▼▼▼

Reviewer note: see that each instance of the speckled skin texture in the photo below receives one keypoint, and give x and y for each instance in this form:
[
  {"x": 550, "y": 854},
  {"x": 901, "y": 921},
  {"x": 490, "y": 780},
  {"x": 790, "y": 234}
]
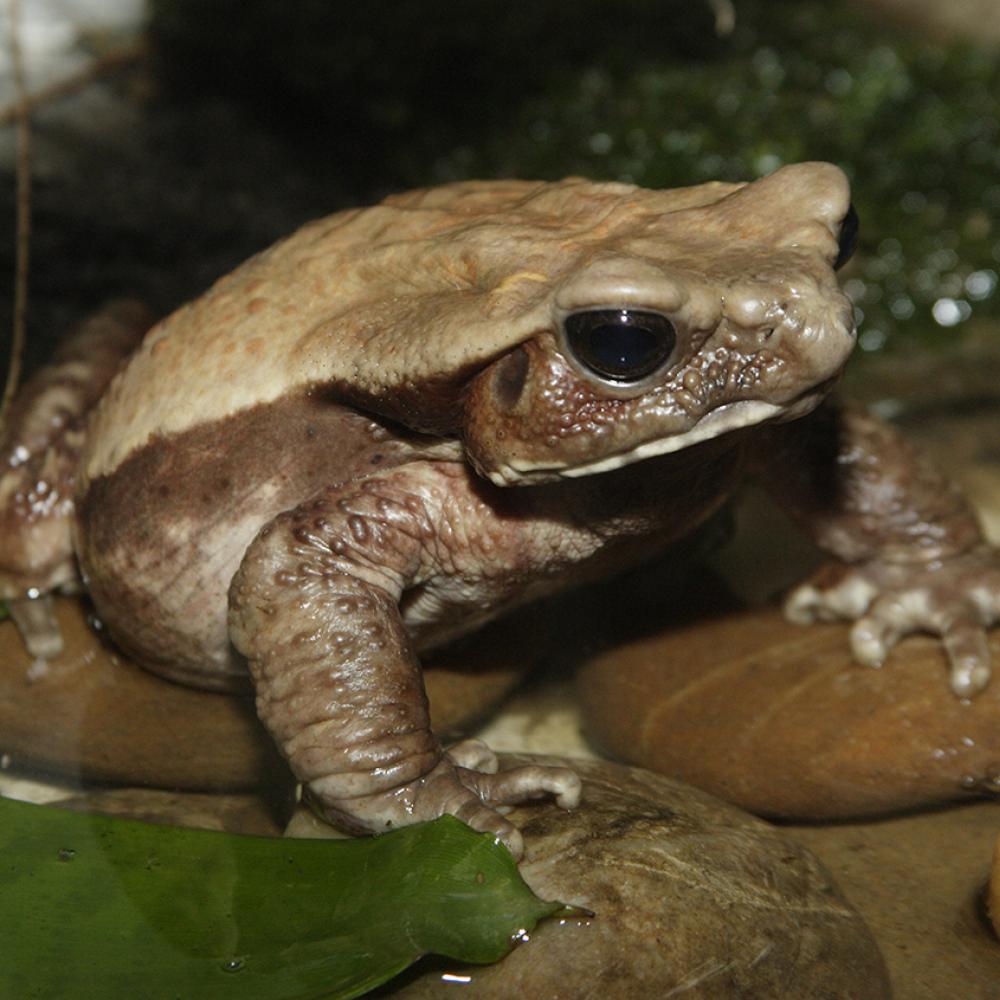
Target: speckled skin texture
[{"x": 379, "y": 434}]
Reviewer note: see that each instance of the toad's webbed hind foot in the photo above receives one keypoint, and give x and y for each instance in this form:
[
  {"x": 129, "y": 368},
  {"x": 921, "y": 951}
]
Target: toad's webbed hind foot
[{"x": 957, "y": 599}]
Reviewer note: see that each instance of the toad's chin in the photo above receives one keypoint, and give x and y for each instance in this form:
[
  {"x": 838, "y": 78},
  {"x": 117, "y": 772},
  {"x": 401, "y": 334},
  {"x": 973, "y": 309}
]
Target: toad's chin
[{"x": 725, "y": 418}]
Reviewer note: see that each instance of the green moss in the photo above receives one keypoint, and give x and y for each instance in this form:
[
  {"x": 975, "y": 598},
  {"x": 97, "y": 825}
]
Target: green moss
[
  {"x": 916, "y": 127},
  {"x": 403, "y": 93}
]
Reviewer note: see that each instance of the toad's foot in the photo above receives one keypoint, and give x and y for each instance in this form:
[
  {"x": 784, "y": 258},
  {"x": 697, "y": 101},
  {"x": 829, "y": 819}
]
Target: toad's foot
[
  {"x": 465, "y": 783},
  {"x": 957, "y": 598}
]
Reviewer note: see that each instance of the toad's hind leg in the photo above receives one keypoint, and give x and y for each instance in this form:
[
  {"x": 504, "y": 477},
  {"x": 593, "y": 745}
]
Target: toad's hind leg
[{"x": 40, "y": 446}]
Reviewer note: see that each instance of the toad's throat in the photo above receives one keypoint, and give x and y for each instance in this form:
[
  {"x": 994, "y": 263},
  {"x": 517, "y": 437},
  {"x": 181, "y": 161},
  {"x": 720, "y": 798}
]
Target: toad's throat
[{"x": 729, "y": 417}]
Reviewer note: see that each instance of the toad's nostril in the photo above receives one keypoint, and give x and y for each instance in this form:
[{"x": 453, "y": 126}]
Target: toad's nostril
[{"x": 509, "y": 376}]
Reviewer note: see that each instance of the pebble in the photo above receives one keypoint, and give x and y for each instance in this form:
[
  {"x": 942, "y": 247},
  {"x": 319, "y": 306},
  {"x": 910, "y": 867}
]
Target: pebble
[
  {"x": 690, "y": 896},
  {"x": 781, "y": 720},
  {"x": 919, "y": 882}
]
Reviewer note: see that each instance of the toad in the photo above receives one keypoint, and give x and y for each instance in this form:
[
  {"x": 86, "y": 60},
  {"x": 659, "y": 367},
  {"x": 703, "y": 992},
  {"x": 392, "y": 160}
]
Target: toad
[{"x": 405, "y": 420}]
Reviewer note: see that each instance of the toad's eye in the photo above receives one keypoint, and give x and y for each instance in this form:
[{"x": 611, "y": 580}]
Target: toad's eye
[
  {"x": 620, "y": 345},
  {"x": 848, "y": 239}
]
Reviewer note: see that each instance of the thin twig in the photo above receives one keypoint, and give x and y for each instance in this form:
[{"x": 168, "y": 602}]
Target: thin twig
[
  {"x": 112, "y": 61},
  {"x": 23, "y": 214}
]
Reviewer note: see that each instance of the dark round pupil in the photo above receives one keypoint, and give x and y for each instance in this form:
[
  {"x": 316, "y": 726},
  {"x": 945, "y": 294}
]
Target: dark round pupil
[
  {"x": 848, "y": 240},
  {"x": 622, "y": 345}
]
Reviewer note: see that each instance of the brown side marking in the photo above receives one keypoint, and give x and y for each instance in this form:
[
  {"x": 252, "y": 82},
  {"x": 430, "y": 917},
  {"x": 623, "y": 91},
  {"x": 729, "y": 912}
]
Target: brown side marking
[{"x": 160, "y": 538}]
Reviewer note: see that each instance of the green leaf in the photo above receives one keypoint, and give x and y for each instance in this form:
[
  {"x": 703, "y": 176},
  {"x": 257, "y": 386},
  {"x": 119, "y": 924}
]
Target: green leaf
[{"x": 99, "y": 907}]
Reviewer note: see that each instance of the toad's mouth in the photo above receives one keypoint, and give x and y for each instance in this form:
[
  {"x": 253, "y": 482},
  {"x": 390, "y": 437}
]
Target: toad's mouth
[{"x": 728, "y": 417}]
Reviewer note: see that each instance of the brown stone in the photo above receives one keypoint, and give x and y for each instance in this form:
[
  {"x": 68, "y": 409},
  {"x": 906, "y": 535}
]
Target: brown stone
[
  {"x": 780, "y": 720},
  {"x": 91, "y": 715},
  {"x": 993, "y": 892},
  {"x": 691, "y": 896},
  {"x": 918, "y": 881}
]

▲▲▲

* **PROBLEM DETAILS**: The pictures are to be omitted, and the rest of the listing is to be transcribed exactly.

* **ANSWER SECTION**:
Reviewer note: see that each instance of the speckled skin texture in the photo below receives one keypoint, and give x and y for each instance in this form:
[
  {"x": 550, "y": 854},
  {"x": 901, "y": 921},
  {"x": 490, "y": 780},
  {"x": 790, "y": 234}
]
Target: speckled skin texture
[{"x": 379, "y": 434}]
Reviewer note: see that each instance of the toad's webbed hind foot in the photo above receives one keypoint, and give x and y for each instance in this form:
[
  {"x": 129, "y": 368},
  {"x": 921, "y": 951}
]
Target: toad's webbed hind foot
[{"x": 957, "y": 599}]
Reviewer note: see that each instance of the toad's chin in the photo above receives one keypoint, and give x and y for each instance in this form:
[
  {"x": 838, "y": 78},
  {"x": 117, "y": 772},
  {"x": 401, "y": 334},
  {"x": 973, "y": 309}
]
Target: toad's chin
[{"x": 725, "y": 418}]
Reviewer note: see that each instance of the green moss in the photo above receives one keypoint, and give x and y for each instance in this form:
[
  {"x": 975, "y": 598},
  {"x": 97, "y": 825}
]
Target: green moss
[
  {"x": 916, "y": 127},
  {"x": 403, "y": 93}
]
Reviewer note: see that each instance of the toad's foot in the photo above receives one keypoint, and give x and y for each instance in this form:
[
  {"x": 784, "y": 258},
  {"x": 697, "y": 101},
  {"x": 829, "y": 819}
]
Target: toad's foot
[
  {"x": 465, "y": 783},
  {"x": 957, "y": 598}
]
Reviewer note: see that each instance of the toad's hind leg in the photo above receives one keypoint, and give x and y for each instance in this form:
[
  {"x": 504, "y": 477},
  {"x": 593, "y": 745}
]
Target: toad's hind leg
[{"x": 40, "y": 446}]
Reviewer note: see that each instance of the toad's throat in the photo above receives one keypoint, and give x and y for each instance in this form:
[
  {"x": 994, "y": 263},
  {"x": 517, "y": 437},
  {"x": 181, "y": 161},
  {"x": 720, "y": 798}
]
Target: toad's throat
[{"x": 729, "y": 417}]
Reviewer note: see that each instance of the toad's nostril in the photo above receives one keypoint, and give x and y for each instance in this form:
[{"x": 453, "y": 126}]
Target: toad's nostril
[{"x": 509, "y": 376}]
Reviewer note: see that each instance of the pebble in the photo above receives one keypoint, and give x and y for each instance in this form:
[
  {"x": 942, "y": 247},
  {"x": 319, "y": 306},
  {"x": 910, "y": 867}
]
Target: pebble
[
  {"x": 690, "y": 896},
  {"x": 781, "y": 720},
  {"x": 919, "y": 882}
]
Reviewer note: see that each instance of the toad in the photo above receives one keypoint, and give x and y for each instance in this form:
[
  {"x": 86, "y": 60},
  {"x": 659, "y": 367},
  {"x": 703, "y": 992},
  {"x": 392, "y": 160}
]
Target: toad
[{"x": 405, "y": 420}]
Reviewer note: see that each instance of the toad's eye in the photo above receives one keypoint, and give x and y for each instance in this form:
[{"x": 611, "y": 580}]
Target: toad's eye
[
  {"x": 620, "y": 345},
  {"x": 848, "y": 239}
]
Reviewer note: see that each instance of the thin twig in the photo above receives one keypoint, and give x and y for each instance in this form:
[{"x": 168, "y": 602}]
Target: thin twig
[
  {"x": 112, "y": 61},
  {"x": 23, "y": 214}
]
Reviewer note: see that each instance of the dark round pupil in the photo above receives one keypoint, and give x and y for each instance in this form:
[
  {"x": 316, "y": 726},
  {"x": 945, "y": 294}
]
Target: dark round pupil
[
  {"x": 848, "y": 240},
  {"x": 622, "y": 345}
]
Reviewer note: see that each instance of the brown side marking in the photo above receives one keypoint, and give x and y for each instance in this form:
[
  {"x": 252, "y": 82},
  {"x": 430, "y": 917},
  {"x": 623, "y": 91},
  {"x": 729, "y": 912}
]
Target: brown side marking
[{"x": 160, "y": 538}]
Reviewer note: see that each instance of the green leaf in the photo above receives one keypoint, and give x and y for each instance in this form:
[
  {"x": 703, "y": 176},
  {"x": 257, "y": 386},
  {"x": 119, "y": 924}
]
Target: green leaf
[{"x": 99, "y": 907}]
Reviewer note: see that each instance of the toad's mouth in the photo above receives one keypoint, and give x and y for each instance in this form:
[
  {"x": 253, "y": 482},
  {"x": 390, "y": 437}
]
Target: toad's mouth
[{"x": 728, "y": 417}]
Reviewer note: see that each instance of the brown stone in the photo above receives one keypoint, and give x and y for each instance in this form:
[
  {"x": 68, "y": 409},
  {"x": 906, "y": 535}
]
Target: brown stone
[
  {"x": 780, "y": 720},
  {"x": 91, "y": 715},
  {"x": 993, "y": 892},
  {"x": 691, "y": 896},
  {"x": 918, "y": 881}
]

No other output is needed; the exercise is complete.